■ The records
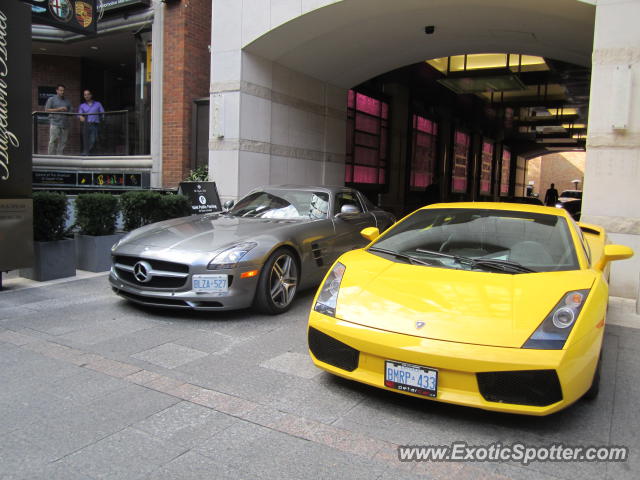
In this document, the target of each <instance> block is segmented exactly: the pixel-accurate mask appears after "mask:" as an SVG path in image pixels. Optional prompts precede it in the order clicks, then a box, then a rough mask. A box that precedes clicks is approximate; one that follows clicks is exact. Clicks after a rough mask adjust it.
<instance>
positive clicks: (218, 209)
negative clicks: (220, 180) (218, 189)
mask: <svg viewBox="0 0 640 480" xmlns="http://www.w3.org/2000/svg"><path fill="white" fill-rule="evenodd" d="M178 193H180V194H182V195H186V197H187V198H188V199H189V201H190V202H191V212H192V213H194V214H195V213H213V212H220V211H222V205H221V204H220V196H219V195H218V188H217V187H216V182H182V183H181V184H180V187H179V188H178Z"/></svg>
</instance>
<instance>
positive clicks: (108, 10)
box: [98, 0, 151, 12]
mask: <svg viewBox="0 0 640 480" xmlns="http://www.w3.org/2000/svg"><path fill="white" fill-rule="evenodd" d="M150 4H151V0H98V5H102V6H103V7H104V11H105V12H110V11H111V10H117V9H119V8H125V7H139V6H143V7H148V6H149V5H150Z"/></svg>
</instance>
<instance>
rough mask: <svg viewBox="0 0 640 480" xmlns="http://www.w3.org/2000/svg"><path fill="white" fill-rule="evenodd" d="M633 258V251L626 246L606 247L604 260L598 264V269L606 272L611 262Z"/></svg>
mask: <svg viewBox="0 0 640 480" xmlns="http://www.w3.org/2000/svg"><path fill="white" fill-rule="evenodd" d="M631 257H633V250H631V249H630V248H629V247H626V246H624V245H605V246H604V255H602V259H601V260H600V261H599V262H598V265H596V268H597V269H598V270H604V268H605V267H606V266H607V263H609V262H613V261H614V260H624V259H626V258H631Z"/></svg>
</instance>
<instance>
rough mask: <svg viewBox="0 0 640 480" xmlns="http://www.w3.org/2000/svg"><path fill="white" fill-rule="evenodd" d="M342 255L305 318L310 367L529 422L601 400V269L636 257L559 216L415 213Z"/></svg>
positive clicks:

...

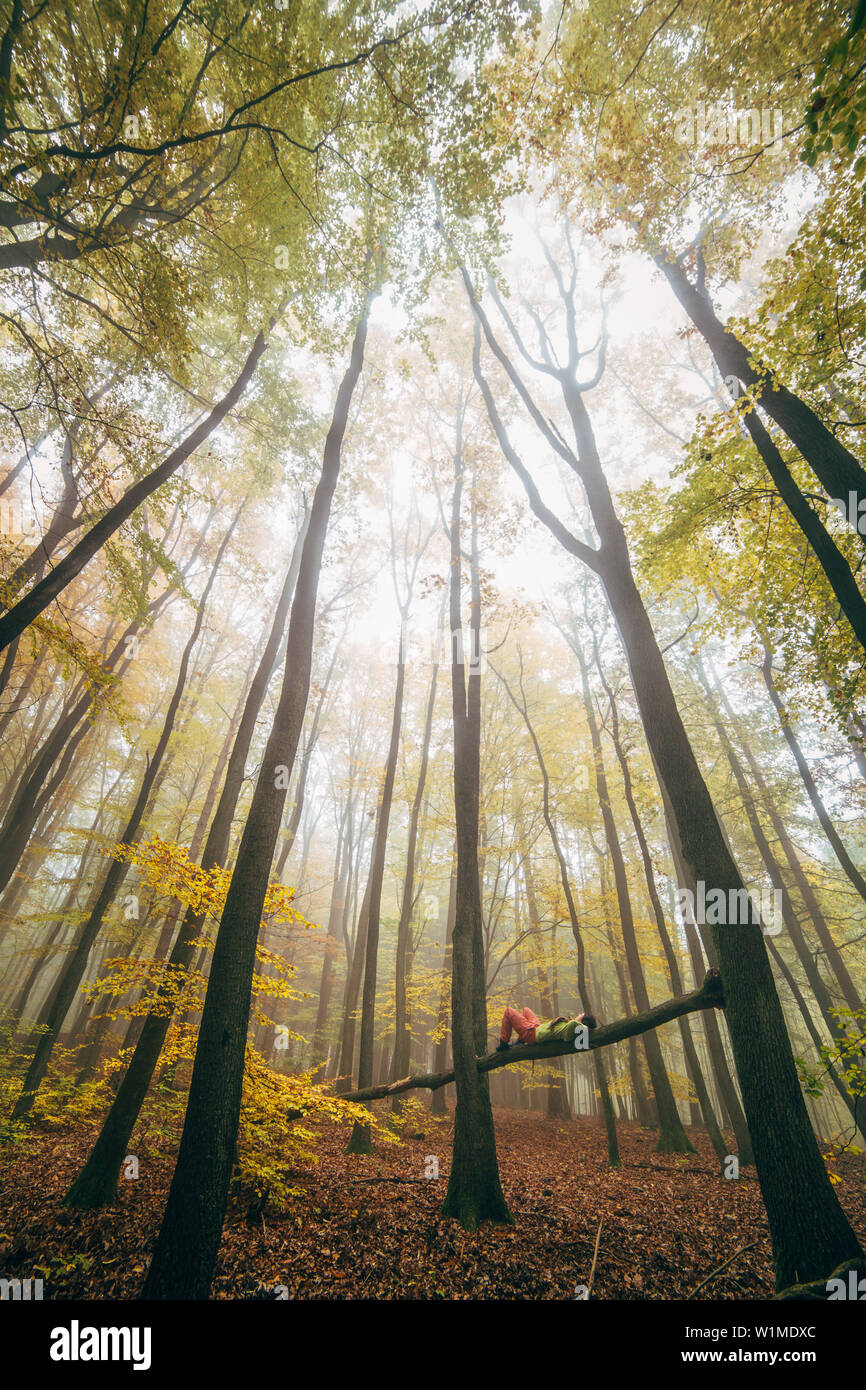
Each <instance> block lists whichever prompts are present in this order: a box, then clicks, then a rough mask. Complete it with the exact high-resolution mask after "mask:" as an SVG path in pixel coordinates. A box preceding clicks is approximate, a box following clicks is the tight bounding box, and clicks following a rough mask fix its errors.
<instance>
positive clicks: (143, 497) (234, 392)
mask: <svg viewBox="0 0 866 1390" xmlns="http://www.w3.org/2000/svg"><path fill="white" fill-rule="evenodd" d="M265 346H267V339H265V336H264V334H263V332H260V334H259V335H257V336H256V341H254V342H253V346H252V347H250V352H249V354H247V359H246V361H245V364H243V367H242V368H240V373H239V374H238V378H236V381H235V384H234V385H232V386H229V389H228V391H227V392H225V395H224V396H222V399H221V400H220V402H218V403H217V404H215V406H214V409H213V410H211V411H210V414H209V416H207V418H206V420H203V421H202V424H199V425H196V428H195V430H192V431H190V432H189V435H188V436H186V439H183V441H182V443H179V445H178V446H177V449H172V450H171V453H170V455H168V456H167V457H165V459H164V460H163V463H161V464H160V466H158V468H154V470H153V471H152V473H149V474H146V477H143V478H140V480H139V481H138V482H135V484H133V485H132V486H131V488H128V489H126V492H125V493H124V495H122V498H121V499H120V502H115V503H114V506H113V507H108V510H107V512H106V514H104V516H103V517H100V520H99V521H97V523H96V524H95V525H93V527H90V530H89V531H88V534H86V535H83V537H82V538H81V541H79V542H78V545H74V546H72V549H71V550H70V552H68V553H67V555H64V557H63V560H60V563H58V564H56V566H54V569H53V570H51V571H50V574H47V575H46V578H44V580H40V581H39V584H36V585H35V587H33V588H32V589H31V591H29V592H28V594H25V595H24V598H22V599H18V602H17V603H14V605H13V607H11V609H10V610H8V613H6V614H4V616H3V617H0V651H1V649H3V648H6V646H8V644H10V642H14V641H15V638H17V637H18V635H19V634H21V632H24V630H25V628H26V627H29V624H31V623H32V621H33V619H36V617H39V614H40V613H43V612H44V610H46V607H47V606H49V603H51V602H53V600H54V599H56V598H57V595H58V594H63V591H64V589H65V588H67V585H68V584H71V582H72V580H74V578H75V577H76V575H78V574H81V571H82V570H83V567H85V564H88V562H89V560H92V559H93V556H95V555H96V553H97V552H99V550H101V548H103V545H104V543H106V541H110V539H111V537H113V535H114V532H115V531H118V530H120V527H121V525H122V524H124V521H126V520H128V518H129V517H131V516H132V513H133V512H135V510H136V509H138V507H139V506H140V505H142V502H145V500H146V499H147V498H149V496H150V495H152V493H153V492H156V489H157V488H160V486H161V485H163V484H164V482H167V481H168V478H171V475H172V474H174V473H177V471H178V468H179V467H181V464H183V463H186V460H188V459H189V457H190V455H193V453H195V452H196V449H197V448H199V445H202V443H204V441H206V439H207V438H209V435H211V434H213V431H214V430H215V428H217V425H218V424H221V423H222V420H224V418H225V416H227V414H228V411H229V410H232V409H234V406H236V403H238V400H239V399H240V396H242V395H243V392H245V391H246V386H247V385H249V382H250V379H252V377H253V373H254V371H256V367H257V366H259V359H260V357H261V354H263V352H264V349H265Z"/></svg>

■ Your task
Copy range, inclusive: the line holding "In this document, the" to the line holding "positive clicks: (108, 10)". Reproduce exactly those lines of the records above and no others.

■ Result of the exercise
In this document, the target of each <instance> block is segmented exactly: the pixel-accurate mask appears after "mask:" as an SVG path in image pixels. Optional prompts precede it in the order clicks, then a box, then a rough mask. A box that precedes clicks is approximate; one that follows clicks is exact. Clicks after a rough mask adjust it.
<instance>
positive clicks: (218, 209)
negative clicks: (220, 180) (218, 189)
mask: <svg viewBox="0 0 640 480" xmlns="http://www.w3.org/2000/svg"><path fill="white" fill-rule="evenodd" d="M178 193H180V194H182V195H186V197H187V198H188V199H189V201H190V202H191V212H192V213H194V214H195V213H213V212H220V211H222V205H221V204H220V196H219V195H218V188H217V187H216V182H182V183H181V184H180V187H179V188H178Z"/></svg>
</instance>
<instance>
positive clicks: (108, 10)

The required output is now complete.